What the task asks: Rewrite the stretch below, from the line containing "suit, newline-separated, in" through the line containing "column 492, row 393", as a Markdown table with the columns No. and Line. Number each row and leave out any blank lines.

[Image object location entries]
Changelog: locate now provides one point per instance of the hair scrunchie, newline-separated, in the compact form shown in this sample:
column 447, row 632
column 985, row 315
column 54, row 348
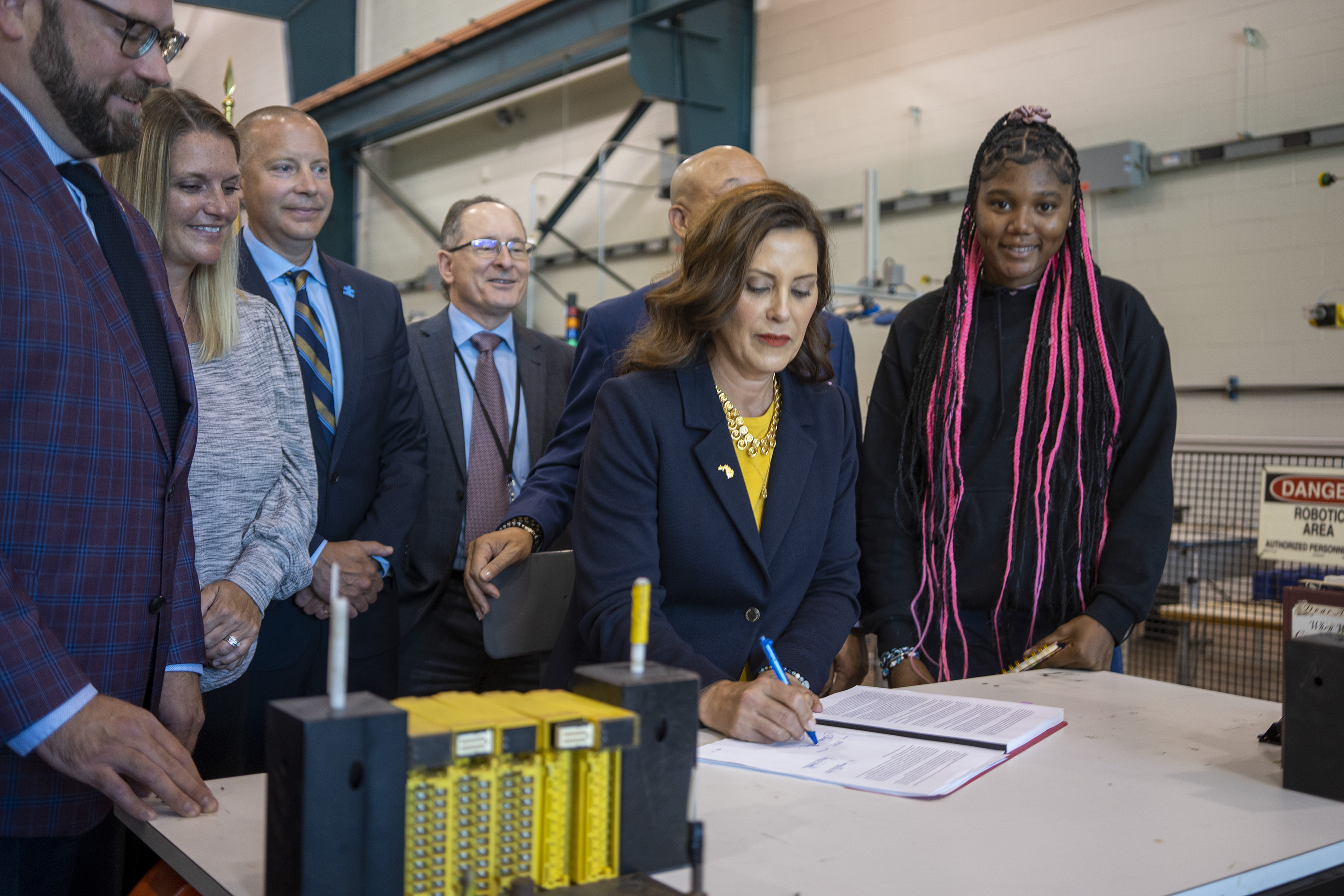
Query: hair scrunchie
column 1030, row 115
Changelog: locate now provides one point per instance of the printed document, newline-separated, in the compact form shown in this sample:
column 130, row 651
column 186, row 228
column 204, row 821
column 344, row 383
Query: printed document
column 863, row 761
column 974, row 722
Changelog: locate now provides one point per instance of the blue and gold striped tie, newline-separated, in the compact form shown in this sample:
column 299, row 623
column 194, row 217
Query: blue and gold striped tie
column 311, row 343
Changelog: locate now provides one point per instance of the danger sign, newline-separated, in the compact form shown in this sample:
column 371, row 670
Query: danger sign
column 1303, row 515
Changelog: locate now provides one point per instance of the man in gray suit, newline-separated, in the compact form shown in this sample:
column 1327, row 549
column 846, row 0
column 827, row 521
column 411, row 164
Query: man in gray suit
column 492, row 393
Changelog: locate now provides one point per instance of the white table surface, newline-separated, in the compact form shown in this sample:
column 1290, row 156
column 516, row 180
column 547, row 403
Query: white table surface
column 1151, row 789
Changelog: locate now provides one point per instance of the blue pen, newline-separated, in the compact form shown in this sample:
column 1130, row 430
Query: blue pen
column 779, row 669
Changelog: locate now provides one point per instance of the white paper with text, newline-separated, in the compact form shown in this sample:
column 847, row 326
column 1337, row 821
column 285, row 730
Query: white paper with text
column 995, row 724
column 863, row 761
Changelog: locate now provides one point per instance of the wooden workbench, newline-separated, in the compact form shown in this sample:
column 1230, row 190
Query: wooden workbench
column 1151, row 789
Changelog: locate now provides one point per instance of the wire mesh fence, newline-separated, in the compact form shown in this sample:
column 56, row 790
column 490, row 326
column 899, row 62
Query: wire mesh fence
column 1217, row 621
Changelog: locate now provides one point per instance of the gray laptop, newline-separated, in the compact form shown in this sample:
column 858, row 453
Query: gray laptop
column 534, row 598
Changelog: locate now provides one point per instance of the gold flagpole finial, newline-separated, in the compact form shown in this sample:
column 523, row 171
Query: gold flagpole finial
column 229, row 90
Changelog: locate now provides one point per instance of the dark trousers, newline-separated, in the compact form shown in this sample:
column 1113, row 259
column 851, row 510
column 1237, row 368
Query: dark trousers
column 980, row 653
column 84, row 866
column 447, row 652
column 307, row 677
column 222, row 745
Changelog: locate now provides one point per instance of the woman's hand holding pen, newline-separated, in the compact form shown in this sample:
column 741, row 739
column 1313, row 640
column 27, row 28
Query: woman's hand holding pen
column 909, row 673
column 1086, row 645
column 761, row 711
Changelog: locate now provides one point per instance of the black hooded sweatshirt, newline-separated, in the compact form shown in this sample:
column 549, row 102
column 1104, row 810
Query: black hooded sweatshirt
column 1140, row 497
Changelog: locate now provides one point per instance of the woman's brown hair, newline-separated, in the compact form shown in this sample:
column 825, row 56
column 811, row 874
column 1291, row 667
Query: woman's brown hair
column 703, row 296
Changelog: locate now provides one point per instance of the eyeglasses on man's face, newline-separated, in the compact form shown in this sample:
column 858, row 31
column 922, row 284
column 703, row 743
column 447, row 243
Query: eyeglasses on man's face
column 140, row 37
column 519, row 249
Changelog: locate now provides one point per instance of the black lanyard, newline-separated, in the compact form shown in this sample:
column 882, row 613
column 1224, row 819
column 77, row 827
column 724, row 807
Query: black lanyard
column 513, row 440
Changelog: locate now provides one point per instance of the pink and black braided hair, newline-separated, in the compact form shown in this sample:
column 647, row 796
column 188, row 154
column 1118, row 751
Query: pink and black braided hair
column 1068, row 418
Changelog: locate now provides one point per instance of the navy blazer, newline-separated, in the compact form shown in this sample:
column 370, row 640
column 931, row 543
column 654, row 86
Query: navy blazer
column 660, row 495
column 371, row 478
column 549, row 493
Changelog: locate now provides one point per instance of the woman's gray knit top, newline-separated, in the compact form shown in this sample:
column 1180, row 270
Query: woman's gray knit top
column 253, row 480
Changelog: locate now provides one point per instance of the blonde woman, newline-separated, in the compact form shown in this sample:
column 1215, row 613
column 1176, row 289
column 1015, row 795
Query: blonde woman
column 253, row 480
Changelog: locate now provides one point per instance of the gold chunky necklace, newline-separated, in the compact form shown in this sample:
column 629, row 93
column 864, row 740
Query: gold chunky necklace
column 738, row 428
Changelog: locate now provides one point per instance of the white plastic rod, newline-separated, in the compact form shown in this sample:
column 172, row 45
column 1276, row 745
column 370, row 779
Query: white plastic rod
column 871, row 221
column 338, row 648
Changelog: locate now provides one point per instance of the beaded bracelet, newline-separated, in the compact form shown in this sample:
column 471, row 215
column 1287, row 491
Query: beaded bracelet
column 894, row 657
column 803, row 681
column 529, row 526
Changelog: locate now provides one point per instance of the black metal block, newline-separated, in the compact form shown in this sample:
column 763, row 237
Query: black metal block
column 655, row 775
column 335, row 797
column 1314, row 715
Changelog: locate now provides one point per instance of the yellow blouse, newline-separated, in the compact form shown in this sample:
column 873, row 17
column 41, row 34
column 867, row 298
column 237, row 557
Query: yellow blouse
column 756, row 470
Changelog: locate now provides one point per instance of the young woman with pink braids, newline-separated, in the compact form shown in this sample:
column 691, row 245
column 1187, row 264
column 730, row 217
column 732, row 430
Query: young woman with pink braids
column 1015, row 487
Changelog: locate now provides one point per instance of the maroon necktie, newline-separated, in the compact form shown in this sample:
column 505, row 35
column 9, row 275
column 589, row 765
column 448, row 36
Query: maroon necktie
column 487, row 480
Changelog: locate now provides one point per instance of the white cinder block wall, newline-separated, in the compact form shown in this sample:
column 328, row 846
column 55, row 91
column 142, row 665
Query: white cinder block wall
column 1228, row 257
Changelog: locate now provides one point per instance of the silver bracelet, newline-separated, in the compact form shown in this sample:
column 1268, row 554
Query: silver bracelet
column 894, row 657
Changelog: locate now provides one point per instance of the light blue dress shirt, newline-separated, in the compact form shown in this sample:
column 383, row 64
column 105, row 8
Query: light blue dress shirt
column 273, row 268
column 506, row 362
column 41, row 730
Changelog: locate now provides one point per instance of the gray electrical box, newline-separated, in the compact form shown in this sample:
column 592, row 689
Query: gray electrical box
column 1113, row 167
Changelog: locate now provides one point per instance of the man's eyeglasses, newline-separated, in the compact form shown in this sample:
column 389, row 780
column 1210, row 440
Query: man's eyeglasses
column 519, row 249
column 139, row 37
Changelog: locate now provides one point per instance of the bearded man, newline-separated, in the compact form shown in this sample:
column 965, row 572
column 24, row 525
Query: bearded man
column 100, row 613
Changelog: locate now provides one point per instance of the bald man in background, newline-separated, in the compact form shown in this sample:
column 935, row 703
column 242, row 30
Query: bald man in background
column 546, row 504
column 363, row 412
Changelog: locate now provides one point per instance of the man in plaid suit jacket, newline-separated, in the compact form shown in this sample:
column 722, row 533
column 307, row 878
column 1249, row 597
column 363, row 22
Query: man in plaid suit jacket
column 100, row 609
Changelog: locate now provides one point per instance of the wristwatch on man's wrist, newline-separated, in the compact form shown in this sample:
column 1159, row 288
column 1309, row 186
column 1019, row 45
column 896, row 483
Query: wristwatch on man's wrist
column 529, row 526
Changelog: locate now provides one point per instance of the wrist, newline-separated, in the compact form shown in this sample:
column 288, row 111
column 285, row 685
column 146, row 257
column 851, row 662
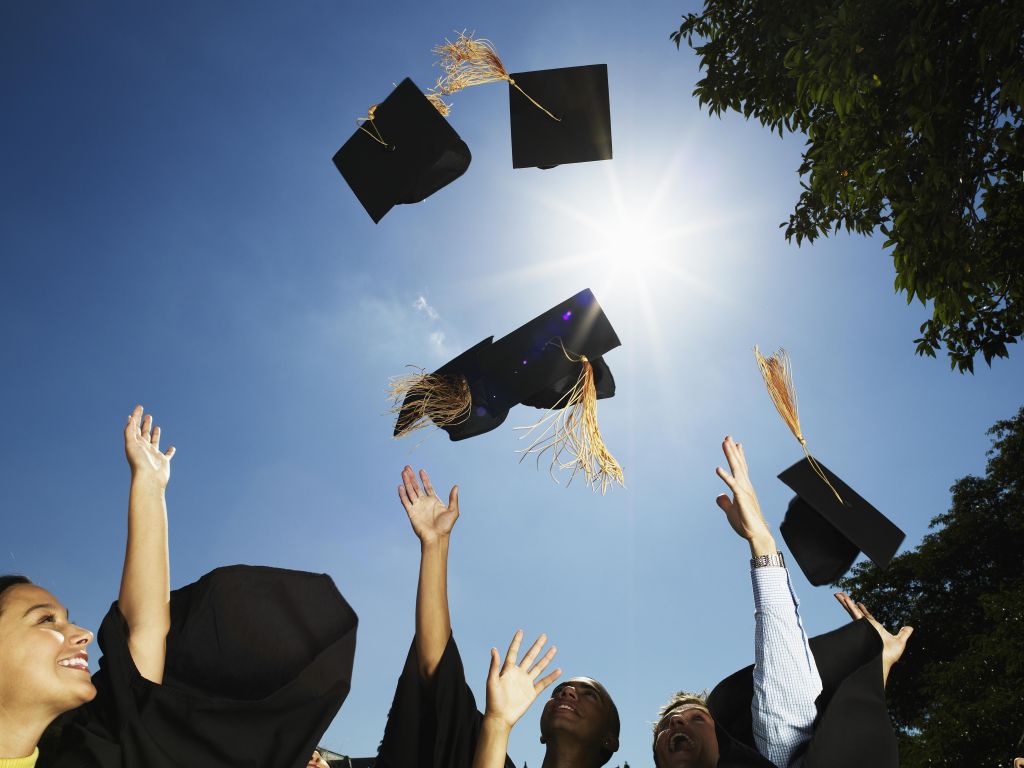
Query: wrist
column 497, row 724
column 148, row 482
column 762, row 544
column 433, row 542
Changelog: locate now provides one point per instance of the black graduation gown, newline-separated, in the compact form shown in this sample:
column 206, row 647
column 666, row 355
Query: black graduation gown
column 435, row 724
column 852, row 728
column 258, row 663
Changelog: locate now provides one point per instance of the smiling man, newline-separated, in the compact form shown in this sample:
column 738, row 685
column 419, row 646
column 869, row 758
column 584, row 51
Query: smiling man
column 806, row 704
column 434, row 722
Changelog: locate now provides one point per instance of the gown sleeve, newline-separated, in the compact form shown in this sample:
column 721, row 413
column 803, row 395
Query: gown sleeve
column 852, row 728
column 258, row 663
column 435, row 723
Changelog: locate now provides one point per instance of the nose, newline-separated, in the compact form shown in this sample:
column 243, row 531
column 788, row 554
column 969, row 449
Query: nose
column 79, row 636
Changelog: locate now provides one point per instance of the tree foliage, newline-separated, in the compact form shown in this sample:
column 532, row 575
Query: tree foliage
column 956, row 697
column 912, row 113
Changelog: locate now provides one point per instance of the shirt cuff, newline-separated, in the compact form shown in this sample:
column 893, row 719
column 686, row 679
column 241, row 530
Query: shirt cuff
column 772, row 587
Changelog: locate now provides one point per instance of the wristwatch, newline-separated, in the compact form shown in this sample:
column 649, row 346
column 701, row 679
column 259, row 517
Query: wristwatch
column 762, row 561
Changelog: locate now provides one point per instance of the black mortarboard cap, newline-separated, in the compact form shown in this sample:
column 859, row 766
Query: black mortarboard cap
column 554, row 394
column 825, row 536
column 530, row 365
column 484, row 414
column 579, row 97
column 421, row 153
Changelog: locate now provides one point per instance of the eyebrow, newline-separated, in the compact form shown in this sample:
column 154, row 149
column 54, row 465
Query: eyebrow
column 47, row 606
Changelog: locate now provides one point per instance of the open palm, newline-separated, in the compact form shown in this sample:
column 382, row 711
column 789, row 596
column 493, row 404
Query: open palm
column 431, row 518
column 142, row 449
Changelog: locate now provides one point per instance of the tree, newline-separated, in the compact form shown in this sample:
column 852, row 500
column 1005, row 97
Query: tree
column 956, row 696
column 912, row 113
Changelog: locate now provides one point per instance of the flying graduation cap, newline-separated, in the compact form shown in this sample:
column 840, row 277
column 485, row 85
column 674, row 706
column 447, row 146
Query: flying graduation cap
column 827, row 523
column 402, row 152
column 554, row 361
column 556, row 116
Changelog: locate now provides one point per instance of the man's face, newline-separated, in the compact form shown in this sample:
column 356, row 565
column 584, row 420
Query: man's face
column 685, row 738
column 581, row 708
column 43, row 660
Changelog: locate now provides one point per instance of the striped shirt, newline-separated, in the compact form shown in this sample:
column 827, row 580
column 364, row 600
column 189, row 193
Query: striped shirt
column 785, row 678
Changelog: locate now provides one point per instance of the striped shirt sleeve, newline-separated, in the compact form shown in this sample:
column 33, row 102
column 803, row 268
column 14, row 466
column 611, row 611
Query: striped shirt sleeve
column 785, row 678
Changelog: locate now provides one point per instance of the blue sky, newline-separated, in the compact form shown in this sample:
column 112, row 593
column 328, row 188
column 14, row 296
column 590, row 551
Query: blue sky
column 174, row 233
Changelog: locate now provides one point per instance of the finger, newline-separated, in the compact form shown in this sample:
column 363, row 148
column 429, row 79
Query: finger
column 742, row 457
column 426, row 482
column 535, row 649
column 495, row 667
column 513, row 649
column 412, row 486
column 729, row 449
column 543, row 664
column 544, row 682
column 727, row 478
column 867, row 614
column 403, row 496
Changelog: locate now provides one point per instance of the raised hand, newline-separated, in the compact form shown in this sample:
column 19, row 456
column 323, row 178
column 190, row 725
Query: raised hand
column 892, row 645
column 430, row 518
column 142, row 450
column 742, row 510
column 513, row 686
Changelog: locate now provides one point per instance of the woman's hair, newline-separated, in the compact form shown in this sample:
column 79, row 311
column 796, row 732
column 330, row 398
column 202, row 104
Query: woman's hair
column 6, row 582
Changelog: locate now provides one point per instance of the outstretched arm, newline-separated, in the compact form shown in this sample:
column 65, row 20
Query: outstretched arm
column 432, row 522
column 145, row 590
column 512, row 687
column 892, row 645
column 785, row 677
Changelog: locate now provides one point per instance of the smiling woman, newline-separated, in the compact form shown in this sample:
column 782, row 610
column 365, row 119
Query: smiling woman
column 44, row 666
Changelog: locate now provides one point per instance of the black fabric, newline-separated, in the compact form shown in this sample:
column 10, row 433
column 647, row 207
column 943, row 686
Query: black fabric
column 258, row 663
column 852, row 729
column 432, row 724
column 530, row 358
column 554, row 395
column 579, row 97
column 821, row 532
column 421, row 153
column 820, row 550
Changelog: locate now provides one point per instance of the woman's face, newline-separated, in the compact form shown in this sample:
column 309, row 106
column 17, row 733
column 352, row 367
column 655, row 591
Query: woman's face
column 44, row 667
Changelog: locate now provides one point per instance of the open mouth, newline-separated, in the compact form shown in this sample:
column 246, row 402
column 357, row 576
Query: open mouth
column 80, row 663
column 681, row 741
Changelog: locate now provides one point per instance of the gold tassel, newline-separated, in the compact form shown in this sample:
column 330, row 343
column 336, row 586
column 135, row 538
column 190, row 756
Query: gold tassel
column 438, row 102
column 778, row 378
column 470, row 61
column 571, row 429
column 429, row 398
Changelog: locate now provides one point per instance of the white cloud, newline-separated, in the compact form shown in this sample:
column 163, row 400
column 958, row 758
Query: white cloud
column 422, row 305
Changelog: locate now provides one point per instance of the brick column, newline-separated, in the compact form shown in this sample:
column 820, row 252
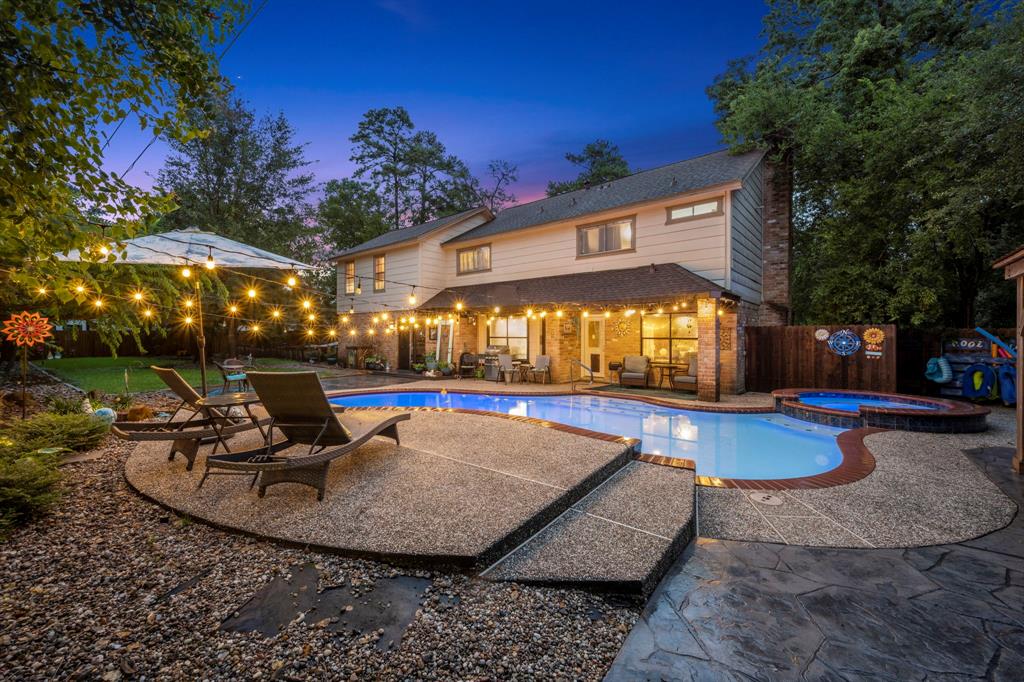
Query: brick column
column 709, row 338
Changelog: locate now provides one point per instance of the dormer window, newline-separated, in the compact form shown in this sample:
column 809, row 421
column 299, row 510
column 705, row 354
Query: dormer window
column 702, row 209
column 473, row 259
column 604, row 238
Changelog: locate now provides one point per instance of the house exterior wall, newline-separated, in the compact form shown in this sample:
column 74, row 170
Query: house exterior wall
column 696, row 245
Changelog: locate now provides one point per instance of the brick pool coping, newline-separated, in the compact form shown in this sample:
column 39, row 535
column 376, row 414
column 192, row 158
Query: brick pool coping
column 857, row 460
column 949, row 416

Full answer:
| No. | Line |
|---|---|
| 1 | Changelog: locate now provides one point per instance of the man in gray suit, newline-separated, in the compact form shown in this sample: |
| 2 | column 1327, row 549 |
| 3 | column 846, row 0 |
| 4 | column 827, row 521 |
| 5 | column 411, row 164 |
| 6 | Query: man in gray suit |
| 7 | column 492, row 393 |